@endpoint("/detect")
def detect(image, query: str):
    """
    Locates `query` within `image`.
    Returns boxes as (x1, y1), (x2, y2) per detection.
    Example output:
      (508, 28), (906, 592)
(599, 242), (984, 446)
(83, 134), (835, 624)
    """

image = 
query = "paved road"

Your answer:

━━━━━━━━

◆ **EXERCISE DETAILS**: Print out the whole of the material exactly, line for line.

◆ **EXPECTED ANSWER**:
@endpoint("/detect")
def detect(image, query: str):
    """
    Locates `query` within `image`.
    Returns boxes as (x1, y1), (x2, y2) per detection.
    Example output:
      (508, 28), (906, 592)
(599, 242), (984, 446)
(83, 134), (835, 624)
    """

image = 
query = "paved road"

Your answer:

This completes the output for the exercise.